▶ [Task] Change every "evaluation" in the rows below to "assessment" and leave everything else as it is. Omit the pictures from your answer.

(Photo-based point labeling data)
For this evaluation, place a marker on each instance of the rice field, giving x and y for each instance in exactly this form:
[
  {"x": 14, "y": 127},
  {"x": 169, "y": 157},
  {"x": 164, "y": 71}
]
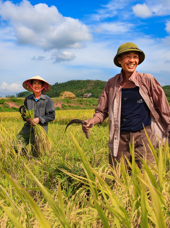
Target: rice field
[{"x": 72, "y": 185}]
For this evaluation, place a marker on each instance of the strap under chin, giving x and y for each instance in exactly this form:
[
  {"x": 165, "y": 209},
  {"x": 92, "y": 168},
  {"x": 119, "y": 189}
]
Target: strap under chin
[{"x": 29, "y": 85}]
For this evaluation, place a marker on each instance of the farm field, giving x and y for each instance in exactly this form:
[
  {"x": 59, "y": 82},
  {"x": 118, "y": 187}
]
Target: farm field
[{"x": 73, "y": 186}]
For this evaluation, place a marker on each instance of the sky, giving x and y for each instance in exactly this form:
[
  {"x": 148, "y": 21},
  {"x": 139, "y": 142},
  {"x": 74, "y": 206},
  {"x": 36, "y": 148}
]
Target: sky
[{"x": 65, "y": 40}]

▶ [Finished answer]
For this assessment, place a marker on each instance of the rice field, giving x and y for each instance in exactly this form:
[
  {"x": 14, "y": 127},
  {"x": 169, "y": 157},
  {"x": 164, "y": 71}
]
Target: rice field
[{"x": 72, "y": 185}]
For this assessment, place a marker on each instance of the strap under chin, giving x and y for each instance in exactly this form:
[
  {"x": 165, "y": 209},
  {"x": 92, "y": 168},
  {"x": 119, "y": 189}
]
Target: strap under chin
[{"x": 29, "y": 85}]
For this assessment, place a marker on each instance of the farm field, giving x and y for each instance in exactly this form:
[
  {"x": 59, "y": 82},
  {"x": 118, "y": 187}
]
Target: farm field
[{"x": 73, "y": 186}]
For this assessment, place a marker on each instance of the sky, giving x and y for each instance in exactly this form:
[
  {"x": 148, "y": 21},
  {"x": 139, "y": 142},
  {"x": 74, "y": 206},
  {"x": 36, "y": 148}
]
Target: sky
[{"x": 65, "y": 40}]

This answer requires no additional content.